--- Start DOCUMENT PASSAGE ---

The Gau Cologne-Aachen (German: Gau Köln-Aachen) was an administrative division of Nazi Germany from 1933 to 1945 in the north-central part of the Prussian Rhine Province. Before that, from 1931 to 1933, it was the regional subdivision of the Nazi Party in that area.

History
The Nazi Gau (plural Gaue) system was originally established in a party conference on 22 May 1926, in order to improve administration of the party structure. From 1933 onwards, after the Nazi seizure of power, the Gaue increasingly replaced the German states as administrative subdivisions in Germany.

At the head of each Gau stood a Gauleiter, a position which became increasingly more powerful, especially after the outbreak of the Second World War, with little interference from above. Local Gauleiters often held government positions as well as party ones and were in charge of, among other things, propaganda and surveillance and, from September 1944 onward, the Volkssturm and the defense of the Gau.

--- End DOCUMENT PASSAGE ---
--- Start EXTRACTED ENTRIES ---

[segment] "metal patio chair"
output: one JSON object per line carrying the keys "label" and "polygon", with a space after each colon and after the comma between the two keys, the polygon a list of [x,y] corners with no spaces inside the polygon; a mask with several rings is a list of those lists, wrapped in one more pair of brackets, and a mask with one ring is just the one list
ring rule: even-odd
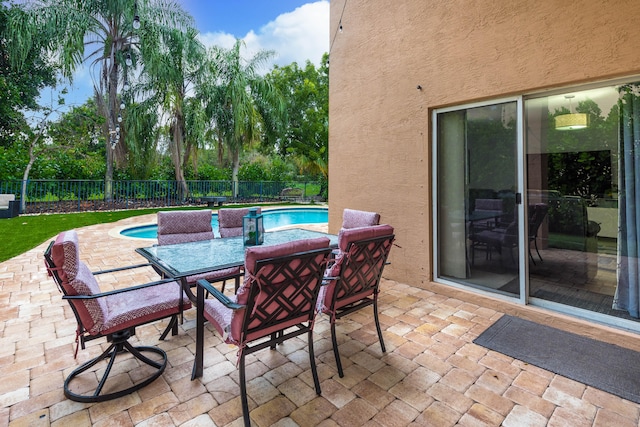
{"label": "metal patio chair", "polygon": [[[198,281],[196,356],[192,379],[203,374],[204,327],[211,323],[226,343],[238,346],[240,398],[245,426],[250,425],[245,357],[301,334],[307,334],[309,363],[316,393],[320,381],[313,350],[315,305],[327,258],[325,237],[247,248],[245,281],[227,296]],[[214,298],[207,299],[209,292]]]}
{"label": "metal patio chair", "polygon": [[[60,233],[49,244],[44,258],[49,275],[64,294],[62,298],[71,305],[78,323],[75,355],[79,347],[85,348],[86,341],[106,337],[111,343],[102,354],[69,374],[64,381],[65,396],[78,402],[102,402],[133,393],[158,378],[167,365],[167,354],[158,347],[133,346],[129,338],[135,335],[136,327],[165,318],[170,321],[160,339],[169,331],[173,335],[178,333],[178,315],[191,308],[181,285],[161,280],[102,292],[96,275],[117,275],[118,271],[148,264],[92,273],[80,261],[78,235],[73,230]],[[121,375],[110,378],[116,359],[125,353],[133,356],[138,368],[132,369],[140,373],[130,375],[128,381],[118,378]],[[107,362],[104,372],[96,367],[102,361]]]}

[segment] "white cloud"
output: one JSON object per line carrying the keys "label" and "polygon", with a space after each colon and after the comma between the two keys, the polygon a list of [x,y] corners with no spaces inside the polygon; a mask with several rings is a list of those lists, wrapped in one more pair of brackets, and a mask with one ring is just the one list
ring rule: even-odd
{"label": "white cloud", "polygon": [[[307,3],[293,12],[283,13],[257,31],[251,30],[241,37],[246,44],[246,55],[273,50],[276,52],[274,63],[278,65],[296,62],[304,67],[307,60],[319,65],[322,55],[329,51],[329,2]],[[236,37],[220,32],[201,33],[200,40],[206,46],[228,49]]]}

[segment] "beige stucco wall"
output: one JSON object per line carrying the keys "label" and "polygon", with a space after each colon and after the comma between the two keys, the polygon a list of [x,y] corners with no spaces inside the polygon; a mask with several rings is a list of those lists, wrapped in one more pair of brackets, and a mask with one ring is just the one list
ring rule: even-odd
{"label": "beige stucco wall", "polygon": [[637,0],[331,0],[330,230],[380,212],[385,276],[428,283],[431,111],[638,75],[638,22]]}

--- End EXTRACTED ENTRIES ---

* GIVEN EXERCISE A
List each distinct year mentioned in the Gau Cologne-Aachen passage.
* GIVEN EXERCISE B
Proceed with the Gau Cologne-Aachen passage from the point where it stops.
The items that come after the text are separate material.

* OUTPUT A
1926, 1931, 1933, 1944, 1945

* OUTPUT B
The position of Gauleiter in Cologne-Aachen was held by Josef Grohé throughout the history of the Gau. Grohé made a suicide attempt at the end of the war, escaped under a false name, was arrested in 1946 and sentenced to four and a half years in prison but never repented his views and died in 1987.

The Gau had a size of 7,100 km2 (2,741 sq mi) and a population of 2,300,000, which placed it in mid-table for size and population in the list of Gaue.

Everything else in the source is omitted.